- Task prompt
Rewrite every line from the one with "power line -> box" through the end of the records, requests included, adding 139 to each bounding-box coordinate in the answers. Omit the pictures.
# Entries supplied start
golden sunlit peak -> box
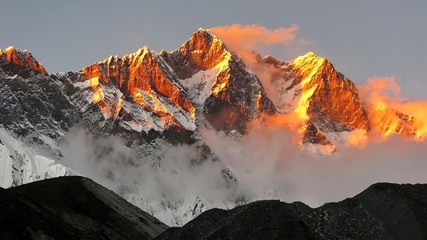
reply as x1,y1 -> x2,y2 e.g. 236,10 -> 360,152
294,52 -> 326,61
5,46 -> 16,52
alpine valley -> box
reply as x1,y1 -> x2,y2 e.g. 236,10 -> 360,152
0,29 -> 426,228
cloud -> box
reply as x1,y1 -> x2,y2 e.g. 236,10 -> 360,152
209,24 -> 313,107
209,24 -> 299,53
202,119 -> 427,207
358,76 -> 427,139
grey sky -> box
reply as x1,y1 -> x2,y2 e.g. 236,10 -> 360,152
0,0 -> 427,98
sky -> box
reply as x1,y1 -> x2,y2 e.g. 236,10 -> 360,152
0,0 -> 427,99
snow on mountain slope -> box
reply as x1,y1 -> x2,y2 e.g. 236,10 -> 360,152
257,52 -> 369,151
0,29 -> 426,226
0,128 -> 78,188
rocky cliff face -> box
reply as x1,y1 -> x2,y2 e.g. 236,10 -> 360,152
0,29 -> 424,225
0,46 -> 47,75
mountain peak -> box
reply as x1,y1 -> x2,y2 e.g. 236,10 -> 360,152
292,52 -> 327,66
0,46 -> 47,75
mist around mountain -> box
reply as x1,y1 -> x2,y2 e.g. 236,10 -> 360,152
0,29 -> 427,229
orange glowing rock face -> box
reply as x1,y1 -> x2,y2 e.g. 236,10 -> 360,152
82,47 -> 196,125
291,53 -> 369,130
360,77 -> 427,140
0,46 -> 47,74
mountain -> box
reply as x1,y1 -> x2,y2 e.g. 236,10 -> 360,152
0,177 -> 167,239
156,183 -> 427,240
0,29 -> 419,226
255,52 -> 370,151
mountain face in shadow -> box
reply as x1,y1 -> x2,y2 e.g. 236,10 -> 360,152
156,183 -> 427,240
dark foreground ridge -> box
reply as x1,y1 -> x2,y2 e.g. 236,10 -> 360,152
0,177 -> 427,240
0,177 -> 167,240
156,183 -> 427,240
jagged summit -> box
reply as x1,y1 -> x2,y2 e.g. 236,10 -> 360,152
0,46 -> 47,75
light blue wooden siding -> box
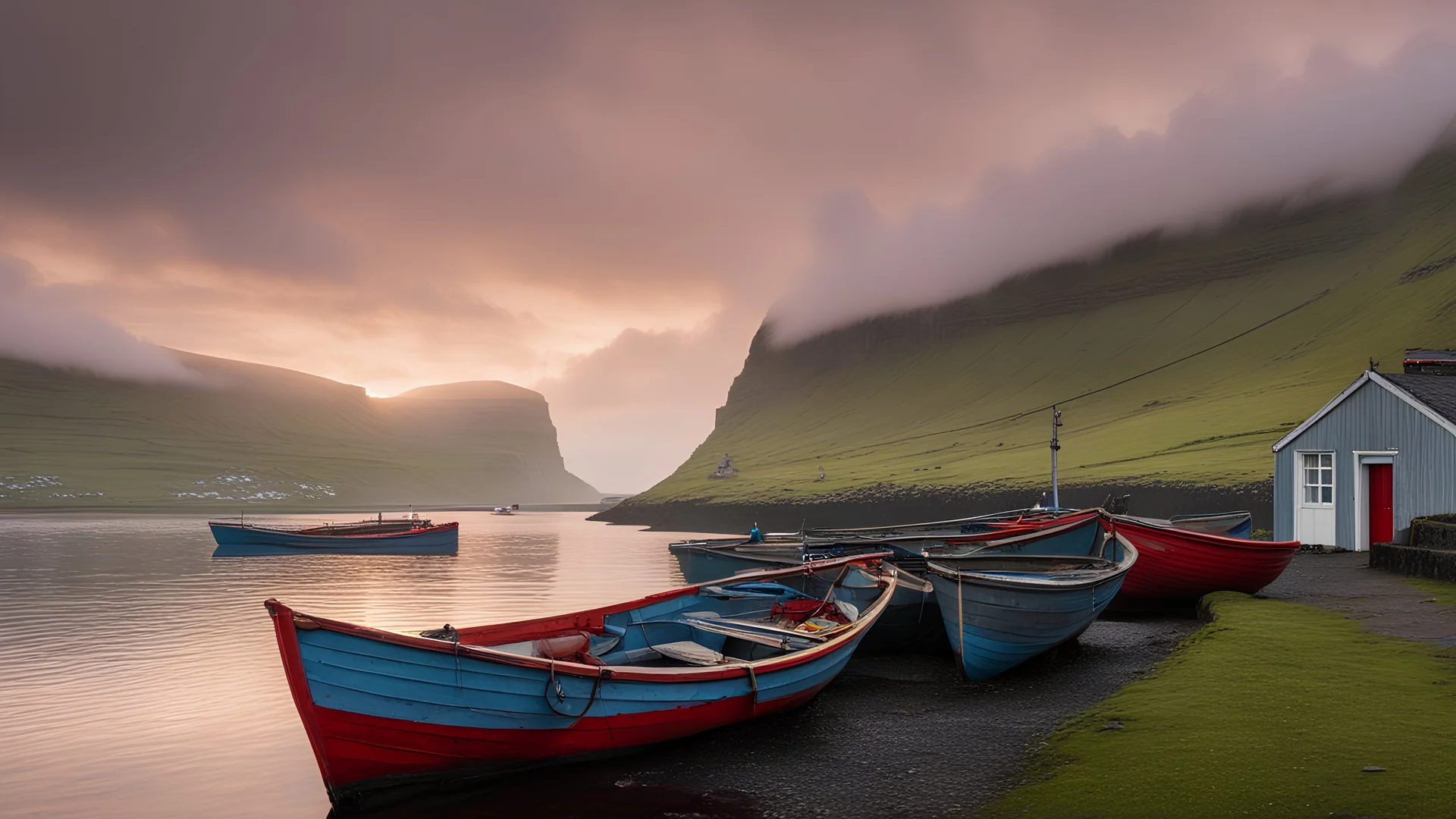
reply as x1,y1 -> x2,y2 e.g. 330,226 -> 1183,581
1274,381 -> 1456,548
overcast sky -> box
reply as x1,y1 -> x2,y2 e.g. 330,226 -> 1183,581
0,0 -> 1456,491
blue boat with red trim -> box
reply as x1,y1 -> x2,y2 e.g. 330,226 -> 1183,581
207,514 -> 460,557
924,514 -> 1138,679
264,555 -> 899,805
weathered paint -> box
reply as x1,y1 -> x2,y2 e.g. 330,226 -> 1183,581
265,554 -> 899,802
209,522 -> 460,557
1274,379 -> 1456,549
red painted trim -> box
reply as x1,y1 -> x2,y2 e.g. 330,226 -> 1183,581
315,686 -> 823,794
272,555 -> 893,682
264,598 -> 337,799
264,555 -> 899,802
1369,463 -> 1395,544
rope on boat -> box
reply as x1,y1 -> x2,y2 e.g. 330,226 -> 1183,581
541,657 -> 611,720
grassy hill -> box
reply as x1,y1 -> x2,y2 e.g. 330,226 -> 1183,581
0,353 -> 600,510
601,152 -> 1456,528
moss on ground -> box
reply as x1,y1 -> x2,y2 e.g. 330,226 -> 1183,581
986,593 -> 1456,819
1405,577 -> 1456,606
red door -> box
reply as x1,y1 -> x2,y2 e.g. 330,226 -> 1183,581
1369,463 -> 1395,544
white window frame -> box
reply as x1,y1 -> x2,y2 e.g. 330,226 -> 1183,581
1294,449 -> 1339,509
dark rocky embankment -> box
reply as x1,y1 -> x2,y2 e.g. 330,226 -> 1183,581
592,481 -> 1274,532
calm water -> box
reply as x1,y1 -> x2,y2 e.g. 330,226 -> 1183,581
0,512 -> 725,817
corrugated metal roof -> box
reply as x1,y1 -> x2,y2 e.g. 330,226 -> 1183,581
1380,373 -> 1456,422
1269,370 -> 1456,452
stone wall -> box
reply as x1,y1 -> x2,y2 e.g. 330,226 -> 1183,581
1410,514 -> 1456,549
1370,544 -> 1456,583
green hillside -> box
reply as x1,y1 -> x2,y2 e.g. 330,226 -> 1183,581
603,153 -> 1456,525
0,353 -> 600,510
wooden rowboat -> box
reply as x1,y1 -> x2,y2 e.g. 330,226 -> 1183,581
207,516 -> 460,557
265,557 -> 897,805
926,517 -> 1138,679
1103,516 -> 1299,607
1119,512 -> 1254,541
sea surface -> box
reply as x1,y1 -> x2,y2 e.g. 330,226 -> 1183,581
0,512 -> 725,819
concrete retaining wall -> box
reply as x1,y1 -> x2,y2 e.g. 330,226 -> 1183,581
1370,544 -> 1456,583
1410,514 -> 1456,549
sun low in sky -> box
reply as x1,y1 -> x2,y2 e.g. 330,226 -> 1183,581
0,2 -> 1456,491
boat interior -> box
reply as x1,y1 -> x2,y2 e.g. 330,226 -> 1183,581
457,566 -> 890,667
923,516 -> 1116,560
297,517 -> 429,535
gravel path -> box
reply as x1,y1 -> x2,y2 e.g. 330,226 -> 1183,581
344,552 -> 1456,819
346,618 -> 1200,819
1263,552 -> 1456,647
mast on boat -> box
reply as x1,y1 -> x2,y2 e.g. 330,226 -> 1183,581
1051,403 -> 1062,509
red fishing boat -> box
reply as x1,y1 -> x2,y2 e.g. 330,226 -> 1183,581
1103,514 -> 1299,607
264,554 -> 899,805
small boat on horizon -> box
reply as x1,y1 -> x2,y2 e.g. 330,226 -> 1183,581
264,557 -> 899,805
924,516 -> 1138,679
207,513 -> 460,557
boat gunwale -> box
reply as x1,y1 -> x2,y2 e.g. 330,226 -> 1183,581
207,520 -> 460,539
1108,514 -> 1301,552
264,554 -> 900,682
924,531 -> 1138,592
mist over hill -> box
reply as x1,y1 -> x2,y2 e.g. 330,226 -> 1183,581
0,351 -> 600,510
598,149 -> 1456,531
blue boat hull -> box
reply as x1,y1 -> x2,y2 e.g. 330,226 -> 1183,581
930,565 -> 1125,679
266,554 -> 896,803
670,547 -> 804,585
209,523 -> 460,557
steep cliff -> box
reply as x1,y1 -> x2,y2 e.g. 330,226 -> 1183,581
0,353 -> 600,509
601,153 -> 1456,529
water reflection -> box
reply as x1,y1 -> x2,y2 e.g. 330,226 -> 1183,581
0,513 -> 712,817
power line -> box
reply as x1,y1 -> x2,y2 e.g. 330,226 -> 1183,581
840,288 -> 1329,453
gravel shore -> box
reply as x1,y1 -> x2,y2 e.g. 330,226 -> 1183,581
346,617 -> 1200,819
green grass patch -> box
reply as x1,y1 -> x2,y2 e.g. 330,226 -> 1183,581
1405,577 -> 1456,606
986,593 -> 1456,819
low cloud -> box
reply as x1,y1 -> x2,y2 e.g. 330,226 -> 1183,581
535,312 -> 757,493
0,255 -> 198,383
770,41 -> 1456,344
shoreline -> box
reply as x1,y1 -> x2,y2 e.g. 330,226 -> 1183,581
588,481 -> 1274,533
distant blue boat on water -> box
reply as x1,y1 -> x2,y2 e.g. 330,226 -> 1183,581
207,514 -> 460,557
924,517 -> 1138,679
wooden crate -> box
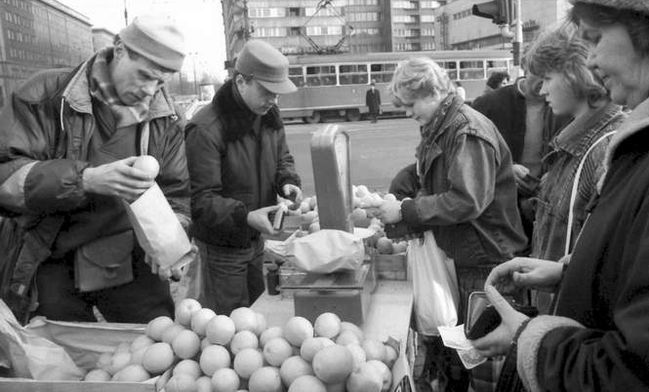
# Entries supplied end
- Expected answer
power line -> box
reply as x1,y1 -> x2,y2 e.g. 330,226 -> 1183,581
979,427 -> 1468,592
gravel shore -> box
reply as x1,y1 -> x2,y2 e.g. 330,226 -> 1183,581
485,756 -> 1339,958
green grass patch -> box
reply as x1,y1 -> x2,y2 e.g. 330,226 -> 1183,581
1544,716 -> 1595,745
1125,732 -> 1595,958
low cloud -> box
reply as x1,y1 -> x2,y2 e.g. 330,226 -> 1183,581
674,451 -> 896,632
139,394 -> 337,522
909,180 -> 1595,483
shoreline -> box
reply as x1,y1 -> x2,y2 e.g. 330,226 -> 1183,581
727,620 -> 1413,672
distant blue boat on water -> box
reply as x1,y1 -> x2,y2 e.g. 330,226 -> 1183,581
346,653 -> 599,696
1063,656 -> 1277,818
wooden crate -> box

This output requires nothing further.